**Written instruction 1**
List the verse numbers of 2 Corinthians 11 that the commentary on that chapter explains one at a time, in order.
**Written instruction 2**
Carry on the commentary on 2 Corinthians 11, picking up after its last sentence.

-- Begin Selected text --

These files are public domain.
Text Courtesy of BibleSupport.com. Used by Permission.
Bibliographical Information
Orchard, Bernard, "Commentary on 2 Corinthians 11". Orchard's Catholic Commentary on Holy Scripture. https://www.studylight.org/commentaries/eng/boc/2-corinthians-11.html. 1951.
Orchard, Bernard, "Commentary on 2 Corinthians 11". Orchard's Catholic Commentary on Holy Scripture. https://www.studylight.org/
Whole Bible (48)New Testament (18)Gospels Only (1)Individual Books (10)
Verses 1-33
XI 1-15 He prepares for Self-assertion, and roundly denounces the False Apostles —1. ’My folly’: ’a little folly from me’. The folly is the self-praise which begins in 22. This is the first hint that it is coming, but he dignesses again as if he shrank from the painful necessity.
2. ’Jealous for you’ with God’s own jealousy, a divine jealousy. He uses language familiar from the OT. God was the bridegroom of his people, his church, and Paul was the bridegroom’s friend, vigilant against rival suitors and lovers. It is clearly implied that the false teachers are enemies of God.
3. ’Subtilty’: ’craftiness’. ’From the purity and innocence that are due to Christ’.4. ’He that cometh’: ’the newcomer, the visitor’. It seems to denote some one of the False Apostles, or else is a collective term for them all. The best interpretation is: If the new teachers had brought a religion which surpassed what the Corinthians had already received from Paul, there would be some reason for honouring them. But instead of the word ’honour’ Paul characteristically substitutes ’endure’ for they had been haughty and exacting (see v 20). This sentence therefore implies that their doctrinal teaching was not unsound. (1 Cor Introd. C.) 5. ’I consider that I have not in any way been inferior to the greatest apostles’, i.e. to the Twelve. Many scholars think that Paul meant the False Apostles here, calling them ironically ’the great apostles’, but it is incredible that Paul should have honoured these adventurers by calling himself their equal, when his apostleship was in fact incomparably superior to theirs.
6. ’Rude’: untrained (in the professional orator’s art), see 10:10. ’Knowledge’—of God, as in 10:5. ’But . . . you’. The Greek may be corrupt, but the general sense probably is: ’But we have revealed (the truth) fully to you’.

-- End Selected text --
-- Begin Dataset --

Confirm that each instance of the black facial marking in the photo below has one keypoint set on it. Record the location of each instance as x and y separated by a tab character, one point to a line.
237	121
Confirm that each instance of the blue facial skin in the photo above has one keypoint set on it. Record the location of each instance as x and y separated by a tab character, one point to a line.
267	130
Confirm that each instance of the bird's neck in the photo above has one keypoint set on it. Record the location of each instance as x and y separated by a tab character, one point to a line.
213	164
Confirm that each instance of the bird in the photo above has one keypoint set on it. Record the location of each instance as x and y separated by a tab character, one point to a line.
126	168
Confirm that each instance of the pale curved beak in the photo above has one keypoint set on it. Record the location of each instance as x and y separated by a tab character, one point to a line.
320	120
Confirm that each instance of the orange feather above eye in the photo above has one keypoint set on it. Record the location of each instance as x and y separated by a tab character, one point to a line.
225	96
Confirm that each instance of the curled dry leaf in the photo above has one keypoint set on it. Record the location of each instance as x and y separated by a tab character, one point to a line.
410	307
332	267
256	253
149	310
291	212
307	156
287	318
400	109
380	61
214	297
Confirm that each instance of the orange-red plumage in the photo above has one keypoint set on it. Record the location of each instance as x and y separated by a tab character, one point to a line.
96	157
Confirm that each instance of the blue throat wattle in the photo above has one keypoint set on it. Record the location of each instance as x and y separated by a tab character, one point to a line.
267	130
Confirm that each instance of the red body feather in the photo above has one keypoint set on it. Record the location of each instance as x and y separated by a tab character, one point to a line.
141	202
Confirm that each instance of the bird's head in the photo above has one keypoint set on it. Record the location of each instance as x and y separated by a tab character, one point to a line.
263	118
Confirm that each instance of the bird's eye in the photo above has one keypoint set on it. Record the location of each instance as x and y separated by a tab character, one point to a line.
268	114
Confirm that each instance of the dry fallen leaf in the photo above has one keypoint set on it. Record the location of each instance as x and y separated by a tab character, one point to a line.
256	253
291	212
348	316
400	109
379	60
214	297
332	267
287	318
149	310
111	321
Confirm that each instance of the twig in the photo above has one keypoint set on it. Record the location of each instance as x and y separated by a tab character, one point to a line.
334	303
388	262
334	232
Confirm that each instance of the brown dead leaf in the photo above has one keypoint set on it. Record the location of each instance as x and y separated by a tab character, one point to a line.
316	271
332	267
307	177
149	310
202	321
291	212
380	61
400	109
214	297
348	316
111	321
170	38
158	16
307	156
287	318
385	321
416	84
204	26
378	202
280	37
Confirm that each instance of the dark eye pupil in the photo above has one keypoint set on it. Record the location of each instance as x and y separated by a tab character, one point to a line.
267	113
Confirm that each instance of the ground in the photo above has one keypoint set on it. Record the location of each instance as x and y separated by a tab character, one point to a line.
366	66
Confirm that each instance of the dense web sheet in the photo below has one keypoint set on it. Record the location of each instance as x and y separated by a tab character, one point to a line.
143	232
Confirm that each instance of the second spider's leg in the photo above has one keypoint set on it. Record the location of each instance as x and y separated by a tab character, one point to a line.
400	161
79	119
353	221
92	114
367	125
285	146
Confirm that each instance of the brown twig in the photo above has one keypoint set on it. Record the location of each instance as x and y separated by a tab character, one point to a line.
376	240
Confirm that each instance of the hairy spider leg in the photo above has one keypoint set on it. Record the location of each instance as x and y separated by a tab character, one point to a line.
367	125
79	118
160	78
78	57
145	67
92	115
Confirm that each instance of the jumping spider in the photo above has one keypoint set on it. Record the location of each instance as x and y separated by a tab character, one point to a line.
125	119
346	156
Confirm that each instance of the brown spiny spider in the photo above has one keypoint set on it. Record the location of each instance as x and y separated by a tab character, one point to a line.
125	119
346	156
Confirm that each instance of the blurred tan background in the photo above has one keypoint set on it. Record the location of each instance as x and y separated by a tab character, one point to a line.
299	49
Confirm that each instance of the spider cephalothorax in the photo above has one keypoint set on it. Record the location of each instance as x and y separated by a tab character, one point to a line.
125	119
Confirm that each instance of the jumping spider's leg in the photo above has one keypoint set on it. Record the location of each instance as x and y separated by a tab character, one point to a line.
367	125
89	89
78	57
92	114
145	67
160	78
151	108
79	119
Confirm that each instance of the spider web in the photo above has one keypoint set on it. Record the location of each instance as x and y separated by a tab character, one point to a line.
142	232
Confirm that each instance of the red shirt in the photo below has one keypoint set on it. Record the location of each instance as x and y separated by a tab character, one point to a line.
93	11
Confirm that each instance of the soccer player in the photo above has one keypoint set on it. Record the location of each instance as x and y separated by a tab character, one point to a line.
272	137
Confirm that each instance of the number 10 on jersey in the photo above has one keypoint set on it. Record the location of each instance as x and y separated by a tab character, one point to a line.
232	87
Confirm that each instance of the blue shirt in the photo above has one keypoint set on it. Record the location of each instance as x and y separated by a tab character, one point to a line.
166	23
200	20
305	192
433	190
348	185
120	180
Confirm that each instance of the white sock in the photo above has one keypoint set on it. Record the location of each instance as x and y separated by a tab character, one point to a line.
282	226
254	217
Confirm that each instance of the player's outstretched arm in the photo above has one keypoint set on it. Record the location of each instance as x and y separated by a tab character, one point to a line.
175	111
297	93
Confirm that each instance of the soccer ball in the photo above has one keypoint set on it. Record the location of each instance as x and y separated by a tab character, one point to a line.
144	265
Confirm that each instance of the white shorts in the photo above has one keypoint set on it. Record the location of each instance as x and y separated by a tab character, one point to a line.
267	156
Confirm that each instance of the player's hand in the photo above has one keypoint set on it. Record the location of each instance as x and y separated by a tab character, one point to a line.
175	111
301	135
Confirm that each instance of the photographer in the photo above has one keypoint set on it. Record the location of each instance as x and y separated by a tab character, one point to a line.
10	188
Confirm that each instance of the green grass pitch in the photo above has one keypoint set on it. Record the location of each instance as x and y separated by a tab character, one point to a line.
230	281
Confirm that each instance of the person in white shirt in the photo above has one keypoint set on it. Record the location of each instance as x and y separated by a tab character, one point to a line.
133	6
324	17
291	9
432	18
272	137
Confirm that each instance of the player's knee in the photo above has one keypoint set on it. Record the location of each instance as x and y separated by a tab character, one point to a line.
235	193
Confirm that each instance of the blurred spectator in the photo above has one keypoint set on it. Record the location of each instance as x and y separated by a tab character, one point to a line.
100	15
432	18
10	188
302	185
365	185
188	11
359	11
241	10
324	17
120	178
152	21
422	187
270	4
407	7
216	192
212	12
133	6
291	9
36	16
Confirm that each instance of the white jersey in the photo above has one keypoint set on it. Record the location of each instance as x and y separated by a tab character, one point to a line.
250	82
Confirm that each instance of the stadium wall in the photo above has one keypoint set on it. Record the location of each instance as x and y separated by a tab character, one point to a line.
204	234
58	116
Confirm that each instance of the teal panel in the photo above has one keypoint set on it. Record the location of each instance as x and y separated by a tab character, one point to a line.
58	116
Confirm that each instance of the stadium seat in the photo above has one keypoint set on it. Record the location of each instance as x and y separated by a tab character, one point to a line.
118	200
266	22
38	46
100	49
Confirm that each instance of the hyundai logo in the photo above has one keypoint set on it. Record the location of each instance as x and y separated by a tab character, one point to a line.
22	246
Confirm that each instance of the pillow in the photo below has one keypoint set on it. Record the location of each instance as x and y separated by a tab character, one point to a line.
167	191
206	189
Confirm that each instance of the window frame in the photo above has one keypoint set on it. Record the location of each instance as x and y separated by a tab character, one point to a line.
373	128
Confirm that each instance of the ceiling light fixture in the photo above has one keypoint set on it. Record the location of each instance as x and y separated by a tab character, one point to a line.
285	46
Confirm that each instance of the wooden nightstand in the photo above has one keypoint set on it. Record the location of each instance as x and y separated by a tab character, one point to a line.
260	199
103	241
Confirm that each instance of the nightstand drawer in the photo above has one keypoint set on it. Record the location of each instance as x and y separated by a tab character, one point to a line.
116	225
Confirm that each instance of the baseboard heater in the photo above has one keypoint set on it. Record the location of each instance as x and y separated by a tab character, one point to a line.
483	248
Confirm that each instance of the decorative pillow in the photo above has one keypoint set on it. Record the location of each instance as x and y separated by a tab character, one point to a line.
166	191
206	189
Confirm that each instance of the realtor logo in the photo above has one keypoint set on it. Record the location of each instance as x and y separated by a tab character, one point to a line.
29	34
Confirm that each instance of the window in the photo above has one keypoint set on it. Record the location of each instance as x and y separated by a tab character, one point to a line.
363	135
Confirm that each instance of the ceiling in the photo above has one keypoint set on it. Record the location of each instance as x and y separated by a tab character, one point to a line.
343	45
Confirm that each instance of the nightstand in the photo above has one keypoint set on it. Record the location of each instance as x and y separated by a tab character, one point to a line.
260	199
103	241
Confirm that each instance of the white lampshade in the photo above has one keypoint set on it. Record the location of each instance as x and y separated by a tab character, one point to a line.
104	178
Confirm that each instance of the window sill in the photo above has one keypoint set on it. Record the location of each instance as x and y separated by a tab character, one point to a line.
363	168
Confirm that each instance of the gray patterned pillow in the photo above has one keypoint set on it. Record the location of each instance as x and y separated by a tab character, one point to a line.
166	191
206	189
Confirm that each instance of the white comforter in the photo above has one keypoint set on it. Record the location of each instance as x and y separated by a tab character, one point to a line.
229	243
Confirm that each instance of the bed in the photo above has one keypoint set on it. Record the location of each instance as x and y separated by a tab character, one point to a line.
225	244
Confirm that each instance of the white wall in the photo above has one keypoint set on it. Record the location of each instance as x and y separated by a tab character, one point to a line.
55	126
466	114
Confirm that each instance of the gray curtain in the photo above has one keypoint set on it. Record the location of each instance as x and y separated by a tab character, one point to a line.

-- End Dataset --

**Expected output 1**
1, 2, 3, 4, 5, 6

**Expected output 2**
7-11. These verses are an answer to the malicious lie that Paul by working for his living had admitted his inferiority to the Twelve. The False Apostles said that only the Twelve had a right to maintenance. Paul had already denied this in 1 Corinthians 9:1-15, and claimed the right for all missionaries. In order to be consistent and to outface Paul, the False Apostles had to make a pretence of earning their living (cf. v 12 and § 865i).
7. ’Humbling myself’ refers to manual work, more despised by pagans than by Jews. ’Exalted’: raised to the dignity of Christians. ’Freely’: without payment or cost.
8. ’Taken from’: plundered other churches’—a natural exaggeration (see 9), but it does mean that the poorer Macedonians had felt the sacrifice ’For your ministry:’ ’in order to serve you’.
9. Probably refers to his first visit to Corinth. He seems to have been ill and depressed, and perhaps not able to earn enough, but Silas and Timothy arrived with gifts of money from Thessalonica and Philippi, , Acts 18:5; Philippians 4:15; 1 Thessalonians 3:1-8. ’Wanted’: ’was in need’.
10. ’As surely as the truth of Christ is in me, this boast shall not be denied me in Achaia’. He observed the same rule in Asia and Macedonia.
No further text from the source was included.